#### Seitenauszug
====
Ich benutze z.B die FritzBox 7170 und die 7141 (älter aber noch tauglich  ) um den Zugang über WLAN zu realisieren. Die Boxen verbinde ich über Ethernet mit dem LAN und konfiguriere sie als Access-Point.
Bei der 7141 beispielsweise kannst du im Konfigurationsmenü (Internet->Zugangsdaten) einstellen das ein vorhandener Internetzugang (z.B. LAN) mitbenutzt wird. Dann musst Du noch die entsprechenden Daten wie IP-Adresse der Box und die Standardgateways, DNS Server usw. in der Box eintragen. Bis auf die IP-Adresse kannst du das z.B. aus deinem Computer abschreiben.
Wichtig ist noch, dass Du das WLAN sicherst. Die 7141 unterstützt hierzu auch WPA2. Wenn Du noch mehr Hilfe benötigst einfach konkrete Fragen stellen.

Grüße Baske


----------



## Pikus (21. Januar 2012)

Ah, okay. Als WLAN-Gerät reicht also ein normaler Router? Gut, dann werd ich das mal Probieren und wenn ich Probleme haben sollte, schreib ich nochmal.

Danke


----------



## dj*viper (21. Januar 2012)
====
#### Bereitgestellte Daten

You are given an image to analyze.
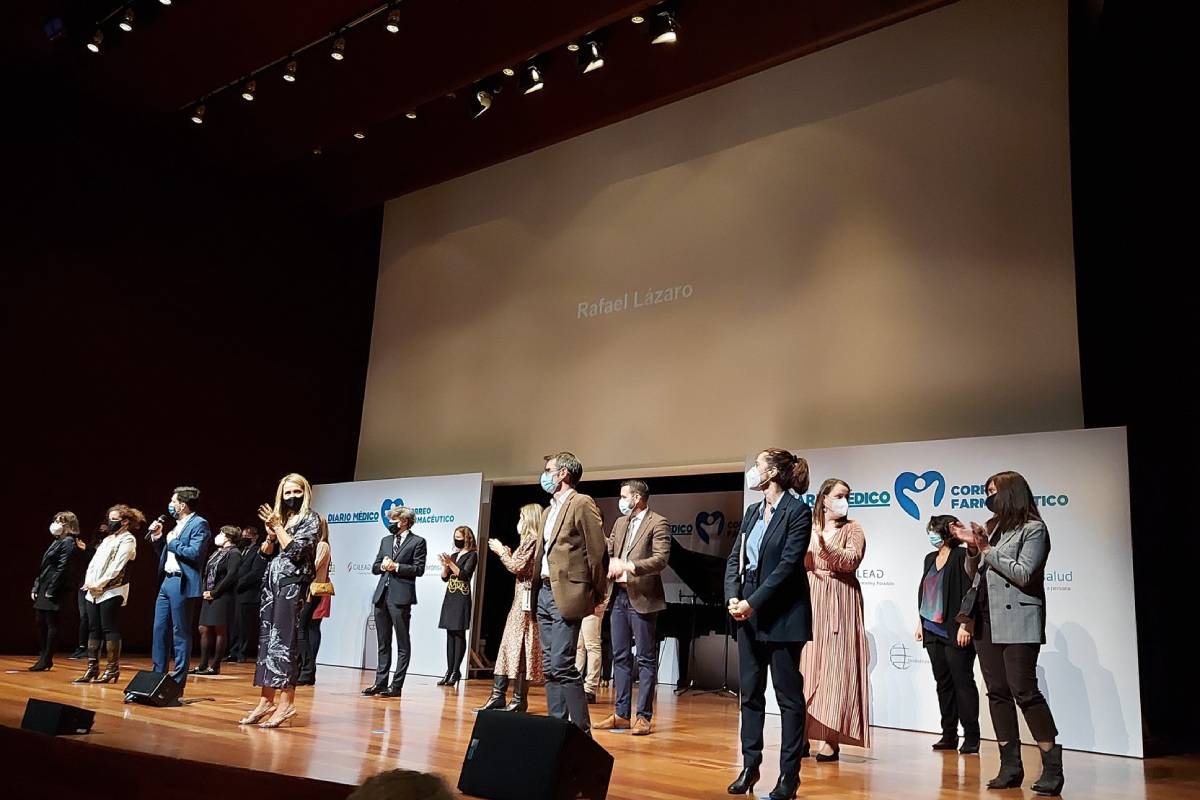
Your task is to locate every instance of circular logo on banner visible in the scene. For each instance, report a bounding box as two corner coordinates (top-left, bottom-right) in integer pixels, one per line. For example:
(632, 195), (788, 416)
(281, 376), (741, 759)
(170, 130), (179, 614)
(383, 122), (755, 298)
(888, 642), (912, 669)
====
#### Aufgabe A
Welchen Verschlüsselungsstandard unterstützt die 7141 laut dem Forumsauszug zur FritzBox?
#### Aufgabe B
Setze den Forumsauszug zur FritzBox fort.
Die Daten stehen in keinem Zusammenhang mit dem Forumsauszug zur FritzBox.

#### Ergebnis A
Die 7141 unterstützt WPA2.

#### Ergebnis B
im marktplatz hab ich eine Fritz! Box Fon WLAN 7141 zum verkauf stehen.
http://extreme.pcgameshardware.de/v...on-wlan-7141-antec-tricool-luefter-120mm.html
vllt wär das was für dich.


----------



## Pikus (21. Januar 2012)

Hört sich gut an, ich werd das nochmal mit meinen eltern bequatschen (die bezahlen das immerhin^^) und melde mich dann bei dir


----------



## dj*viper (21. Januar 2012)

alles klar


----------



## baske (22. Januar 2012)

@Davins, wenn du die 7141 besorgt  hast und weitere Hilfe bei der Einrichtung braucht, kann ich auch Screenshots von den wichtigen Konfig-Seiten machen. Sag Bescheid !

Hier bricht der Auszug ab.